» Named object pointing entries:
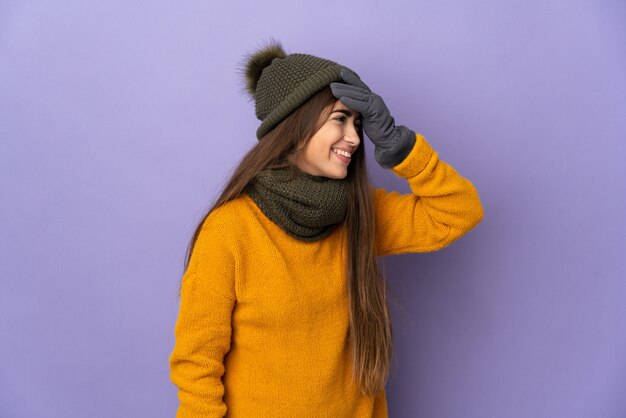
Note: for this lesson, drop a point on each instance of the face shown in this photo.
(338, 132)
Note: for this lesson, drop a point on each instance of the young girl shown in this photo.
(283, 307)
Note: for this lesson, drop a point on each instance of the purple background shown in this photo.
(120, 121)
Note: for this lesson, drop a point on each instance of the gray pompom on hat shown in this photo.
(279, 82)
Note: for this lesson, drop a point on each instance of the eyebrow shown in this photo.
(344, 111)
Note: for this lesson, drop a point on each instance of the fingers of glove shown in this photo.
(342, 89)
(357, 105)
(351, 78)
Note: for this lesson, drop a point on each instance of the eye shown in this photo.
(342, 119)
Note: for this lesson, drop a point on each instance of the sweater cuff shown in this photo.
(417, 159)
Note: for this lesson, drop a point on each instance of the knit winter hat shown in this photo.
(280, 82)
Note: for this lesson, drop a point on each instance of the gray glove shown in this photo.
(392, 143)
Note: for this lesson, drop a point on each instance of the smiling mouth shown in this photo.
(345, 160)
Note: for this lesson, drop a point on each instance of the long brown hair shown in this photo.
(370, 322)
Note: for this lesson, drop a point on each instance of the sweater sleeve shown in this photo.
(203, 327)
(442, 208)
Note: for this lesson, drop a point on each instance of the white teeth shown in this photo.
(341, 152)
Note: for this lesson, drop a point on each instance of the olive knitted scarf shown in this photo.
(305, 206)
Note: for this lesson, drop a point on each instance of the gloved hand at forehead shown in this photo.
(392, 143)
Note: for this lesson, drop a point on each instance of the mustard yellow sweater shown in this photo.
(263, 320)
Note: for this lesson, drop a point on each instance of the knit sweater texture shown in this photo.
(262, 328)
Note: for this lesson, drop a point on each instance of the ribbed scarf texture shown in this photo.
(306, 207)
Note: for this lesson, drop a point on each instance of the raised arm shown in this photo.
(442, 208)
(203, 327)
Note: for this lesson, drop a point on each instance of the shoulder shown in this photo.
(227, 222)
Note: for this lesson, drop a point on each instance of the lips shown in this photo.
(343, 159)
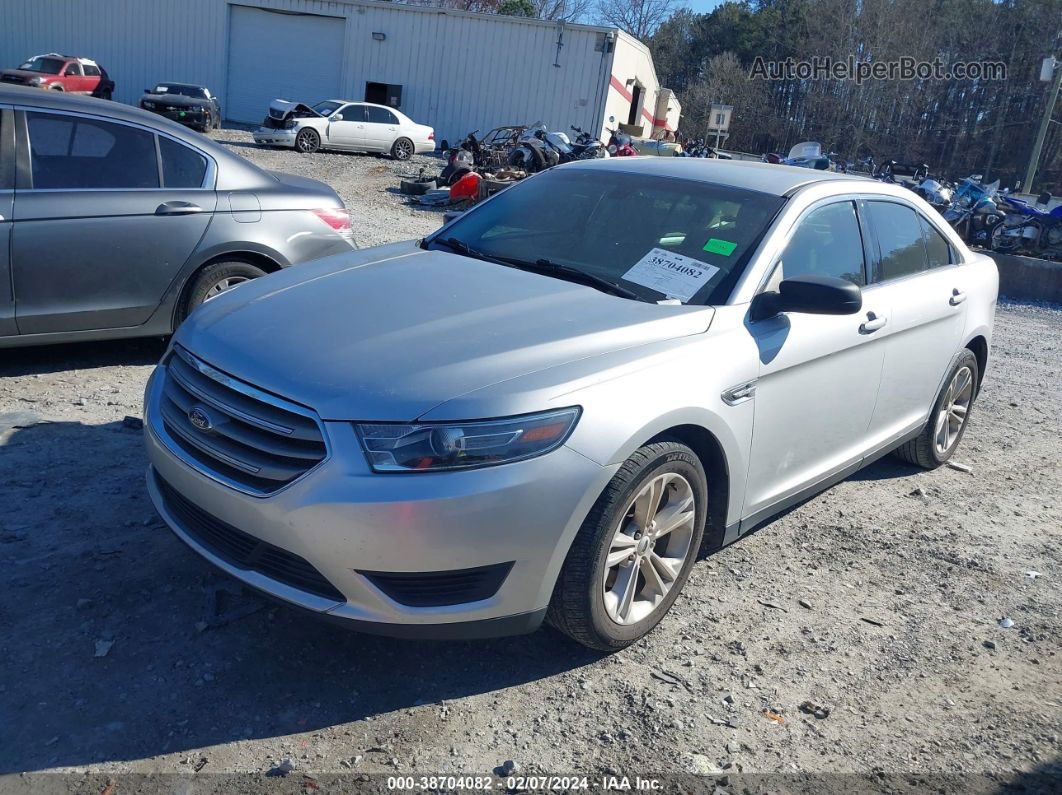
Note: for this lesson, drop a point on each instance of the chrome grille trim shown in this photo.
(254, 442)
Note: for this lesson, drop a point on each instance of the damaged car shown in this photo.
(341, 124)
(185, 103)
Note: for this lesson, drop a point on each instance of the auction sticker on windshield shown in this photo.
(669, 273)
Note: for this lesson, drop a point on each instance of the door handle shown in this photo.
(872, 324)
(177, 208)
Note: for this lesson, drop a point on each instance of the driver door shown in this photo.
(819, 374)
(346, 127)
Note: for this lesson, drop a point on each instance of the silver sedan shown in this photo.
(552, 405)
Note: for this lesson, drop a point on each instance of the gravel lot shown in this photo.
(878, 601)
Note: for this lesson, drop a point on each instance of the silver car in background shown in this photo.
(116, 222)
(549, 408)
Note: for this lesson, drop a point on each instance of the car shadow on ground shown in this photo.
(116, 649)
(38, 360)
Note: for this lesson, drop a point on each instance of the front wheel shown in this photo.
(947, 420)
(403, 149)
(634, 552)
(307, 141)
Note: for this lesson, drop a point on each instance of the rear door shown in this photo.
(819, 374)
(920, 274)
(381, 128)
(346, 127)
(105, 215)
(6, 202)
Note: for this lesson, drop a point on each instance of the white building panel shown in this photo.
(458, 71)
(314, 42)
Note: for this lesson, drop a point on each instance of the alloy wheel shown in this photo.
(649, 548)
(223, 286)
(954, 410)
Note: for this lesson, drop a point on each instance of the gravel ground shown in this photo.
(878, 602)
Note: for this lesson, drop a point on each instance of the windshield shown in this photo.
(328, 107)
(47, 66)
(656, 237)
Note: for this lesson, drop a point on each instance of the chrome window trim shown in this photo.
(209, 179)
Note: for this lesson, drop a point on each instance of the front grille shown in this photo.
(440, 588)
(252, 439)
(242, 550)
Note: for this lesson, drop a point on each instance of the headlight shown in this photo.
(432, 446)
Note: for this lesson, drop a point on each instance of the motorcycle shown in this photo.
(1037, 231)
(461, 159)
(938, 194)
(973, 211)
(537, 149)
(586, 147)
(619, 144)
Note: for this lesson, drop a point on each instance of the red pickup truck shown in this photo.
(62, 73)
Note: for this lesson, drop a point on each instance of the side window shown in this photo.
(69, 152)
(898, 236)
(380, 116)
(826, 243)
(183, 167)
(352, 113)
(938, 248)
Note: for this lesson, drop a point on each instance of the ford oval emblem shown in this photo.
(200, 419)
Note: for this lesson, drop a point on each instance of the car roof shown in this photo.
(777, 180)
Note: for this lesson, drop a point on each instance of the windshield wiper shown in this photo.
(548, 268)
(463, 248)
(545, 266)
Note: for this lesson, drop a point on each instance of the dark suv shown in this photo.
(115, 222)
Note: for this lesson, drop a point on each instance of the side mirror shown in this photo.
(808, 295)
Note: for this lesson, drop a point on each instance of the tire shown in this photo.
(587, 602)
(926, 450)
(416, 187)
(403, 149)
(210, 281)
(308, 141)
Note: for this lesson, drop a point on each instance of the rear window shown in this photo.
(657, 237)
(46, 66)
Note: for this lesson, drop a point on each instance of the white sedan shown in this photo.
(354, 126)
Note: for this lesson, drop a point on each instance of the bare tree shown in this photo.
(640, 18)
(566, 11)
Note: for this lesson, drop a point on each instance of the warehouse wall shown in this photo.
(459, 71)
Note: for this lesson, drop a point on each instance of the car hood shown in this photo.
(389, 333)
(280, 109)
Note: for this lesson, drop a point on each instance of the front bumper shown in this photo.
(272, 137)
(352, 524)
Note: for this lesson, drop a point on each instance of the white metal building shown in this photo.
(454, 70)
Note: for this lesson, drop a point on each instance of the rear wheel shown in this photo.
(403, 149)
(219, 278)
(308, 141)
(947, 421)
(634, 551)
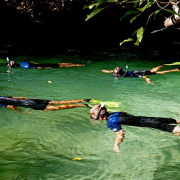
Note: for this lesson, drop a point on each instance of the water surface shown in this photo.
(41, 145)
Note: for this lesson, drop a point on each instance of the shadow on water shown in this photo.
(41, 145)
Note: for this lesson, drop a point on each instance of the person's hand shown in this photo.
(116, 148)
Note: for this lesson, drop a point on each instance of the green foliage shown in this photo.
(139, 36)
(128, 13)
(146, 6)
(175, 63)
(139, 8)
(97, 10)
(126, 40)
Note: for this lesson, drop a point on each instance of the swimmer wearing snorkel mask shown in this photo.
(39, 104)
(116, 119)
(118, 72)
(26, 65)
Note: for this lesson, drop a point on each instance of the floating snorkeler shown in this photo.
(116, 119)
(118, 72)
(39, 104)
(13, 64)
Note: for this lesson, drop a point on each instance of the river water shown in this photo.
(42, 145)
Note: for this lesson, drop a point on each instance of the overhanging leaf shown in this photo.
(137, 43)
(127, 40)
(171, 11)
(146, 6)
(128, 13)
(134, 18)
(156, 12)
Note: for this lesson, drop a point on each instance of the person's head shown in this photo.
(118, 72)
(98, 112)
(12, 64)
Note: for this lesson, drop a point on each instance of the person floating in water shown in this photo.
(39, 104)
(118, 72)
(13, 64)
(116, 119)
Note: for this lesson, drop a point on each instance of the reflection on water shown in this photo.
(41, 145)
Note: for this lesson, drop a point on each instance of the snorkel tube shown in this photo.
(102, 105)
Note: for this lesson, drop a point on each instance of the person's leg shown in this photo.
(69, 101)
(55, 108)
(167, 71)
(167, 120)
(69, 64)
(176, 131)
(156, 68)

» WHAT THIS TASK INVOLVES: Print the full listing exactly, dropping the pictures.

» RESULT FOR THIS TASK:
Note: for this lesson, drop a point on each instance of the face shown in this photo.
(338, 132)
Note: for this lesson, drop a point on each instance of the young girl shown in this photo.
(283, 307)
Note: for this lesson, drop a point on each instance of the purple background shown in this photo.
(120, 121)
Note: for this lesson, drop a point on each instance of the gray pompom on hat shown in this photo.
(279, 82)
Note: for this lesson, drop a point on each instance of the eyebrow shown in this photo.
(344, 111)
Note: for this lesson, drop a point on each instance of the fingers of glove shown in this photo.
(342, 89)
(357, 105)
(351, 78)
Note: for this lesson, drop a point on each instance of the eye shown in this photo.
(342, 119)
Note: for this lesson, drop a point on each instance of the sweater cuff shown in this photo.
(417, 159)
Note: for this lesson, drop a point on each instance of the knit winter hat shown in this photo.
(280, 82)
Note: for this lesson, drop a point on each instance of the gray glove shown in this photo.
(392, 143)
Note: for this lesson, drop a point on each instance of the smiling mouth shown in this photo.
(345, 160)
Note: for this lesson, drop a point on each instance of the long brown hair shown in this photo.
(370, 322)
Note: for this lesson, drop a point on each instance of the sweater sleeve shown in this photo.
(203, 327)
(442, 208)
Note: for this lesson, drop a point on each instance of the white teeth shown in this photo.
(341, 152)
Note: for this lesson, drop a point on each instance of the olive knitted scarf shown in this photo.
(305, 206)
Note: for this lesson, drop a point on each instance of the gloved hand at forehead shown in this photo.
(392, 143)
Note: for this lesson, drop a point on each instance of the mustard yellow sweater shown in this photo.
(263, 320)
Note: for this lesson, drop a point on each instance of the knit sweater texture shown in this photo.
(262, 328)
Note: for this lesson, drop a point on each instance of the ribbed scarf texture shown in this photo.
(306, 207)
Note: for this lesson, drop a point on each instance of the raised arm shown in this photo.
(442, 208)
(203, 327)
Note: for this lesson, drop a point on each instance of the shoulder shown in this photo.
(227, 222)
Note: for this lesson, drop a point on each instance of the lips shown in this photo.
(343, 159)
Note: for this lesson, drop a point on each instance of the chrome grille trim shown in this photo.
(254, 442)
Note: for this lesson, drop a point on each instance of the damaged car shown in this photo.
(341, 124)
(185, 103)
Note: for this lesson, drop a point on each instance of the auction sticker on windshield shown in this photo.
(669, 273)
Note: for this lesson, drop a point on each instance of the door handle shown in this photo.
(872, 324)
(177, 208)
Note: for this lesson, drop a point on each instance of the driver door shown in this photo.
(819, 374)
(346, 127)
Note: for this lesson, drop a point on each instance of the silver sedan shown in this photo.
(552, 405)
Note: for this lesson, drop a point on each instance of the gravel lot shown in this photo.
(878, 601)
Note: for this lesson, drop a point on each instance of the silver car in background shown in this photo.
(116, 222)
(549, 408)
Note: for this lesson, drop a point on each instance of the car shadow on ground shown in this photo.
(116, 649)
(38, 360)
Note: for this lesson, drop a point on each instance of the front wheel shown in this photo.
(947, 420)
(403, 149)
(634, 552)
(307, 141)
Note: for this lesson, drop a point on each instance of the rear door shown in this photo.
(819, 374)
(920, 274)
(381, 128)
(346, 127)
(105, 215)
(6, 202)
Note: for this lesson, drop a point on each instance of the white building panel shown in this photo.
(458, 71)
(314, 42)
Note: for this lesson, drop a point on each instance of the alloy wheel shown in this photo.
(649, 548)
(223, 286)
(954, 410)
Note: for this lesson, drop a point on each instance of the gravel ground shown in this photo.
(878, 602)
Note: for this lesson, drop a point on each instance of the windshield shown in this photo.
(328, 107)
(47, 66)
(656, 237)
Note: for this lesson, drop a point on each instance of the chrome window trim shown in this photo.
(209, 179)
Note: for this lesson, drop a point on each instance of the front grille shown in this photo.
(440, 588)
(252, 439)
(242, 550)
Note: for this lesson, drop a point on each instance of the headlight shown in this photo.
(432, 446)
Note: for this lesson, drop a point on each instance of the motorcycle shown in this photo.
(1037, 231)
(461, 159)
(938, 194)
(973, 211)
(537, 149)
(586, 147)
(619, 144)
Note: for this lesson, drop a point on each instance of the red pickup truck shown in this photo.
(62, 73)
Note: for this lesson, drop a point on each instance of the side window shown in this photo.
(69, 152)
(898, 236)
(380, 116)
(826, 243)
(183, 167)
(352, 113)
(938, 248)
Note: for this lesson, drop a point on each instance of the ford oval emblem shown in this photo.
(200, 419)
Note: for this lesson, drop a point on each instance of the car roof shown in this photo.
(777, 180)
Note: for this lesson, drop a point on each instance of the windshield wiper shown in this photo.
(548, 268)
(463, 248)
(545, 266)
Note: for this lesson, drop a point on each instance of the dark suv shown in this photo.
(115, 222)
Note: for this lesson, drop a point on each instance of the side mirror shown in this photo.
(808, 295)
Note: for this lesson, drop a point on each instance of the tire shown in this photo.
(587, 602)
(926, 450)
(416, 187)
(403, 149)
(210, 281)
(308, 141)
Note: for this lesson, drop a point on each instance of the rear window shown in this photo.
(657, 237)
(46, 66)
Note: for this lesson, drop a point on each instance of the white sedan shown in this photo.
(354, 126)
Note: for this lesson, drop a point on each instance of the bare tree shown in this photo.
(640, 18)
(566, 11)
Note: for this lesson, drop a point on each instance of the warehouse wall shown in this photo.
(459, 71)
Note: for this lesson, drop a point on each instance of the car hood shown in this photo.
(389, 333)
(280, 109)
Note: for this lesson, drop a point on each instance of the front bumper shown in this photo.
(272, 137)
(352, 524)
Note: for this lesson, drop a point on each instance of the white metal building shown in this photo.
(454, 70)
Note: for this lesson, drop a point on each instance of the rear wheel shown in this photo.
(403, 149)
(219, 278)
(308, 141)
(947, 421)
(634, 551)
Note: for this lesson, drop a point on each instance of the water surface shown in this photo.
(41, 145)
Note: for this lesson, drop a point on each instance of the shadow on water shown in this photo.
(41, 145)
Note: for this lesson, drop a point on each instance of the person's hand shown in this photo.
(116, 148)
Note: for this lesson, drop a point on each instance of the green foliage shown in this photo.
(139, 36)
(128, 13)
(146, 6)
(175, 63)
(139, 8)
(97, 10)
(126, 40)
Note: for this lesson, drop a point on each instance of the swimmer wearing snorkel mask shown in this photo.
(39, 104)
(116, 119)
(118, 72)
(26, 65)
Note: for this lesson, drop a point on each instance of the floating snorkeler shown in this photo.
(116, 119)
(118, 72)
(39, 104)
(13, 64)
Note: for this lesson, drop a point on each instance of the river water shown in this photo.
(42, 145)
Note: for this lesson, drop a point on each instance of the overhanging leaf shown in this photo.
(137, 43)
(127, 40)
(171, 11)
(146, 6)
(128, 13)
(134, 18)
(156, 12)
Note: for this lesson, drop a point on each instance of the person's head shown in this photo.
(118, 72)
(98, 112)
(12, 64)
Note: for this lesson, drop a point on each instance of the person floating in water shown in this photo.
(39, 104)
(118, 72)
(13, 64)
(116, 119)
Note: for this lesson, drop a point on each instance of the reflection on water shown in this photo.
(41, 145)
Note: for this lesson, drop a point on each instance of the snorkel tube shown in this photo.
(102, 105)
Note: for this lesson, drop a point on each instance of the person's leg shown in this photo.
(69, 101)
(55, 108)
(167, 71)
(167, 120)
(69, 64)
(176, 131)
(156, 68)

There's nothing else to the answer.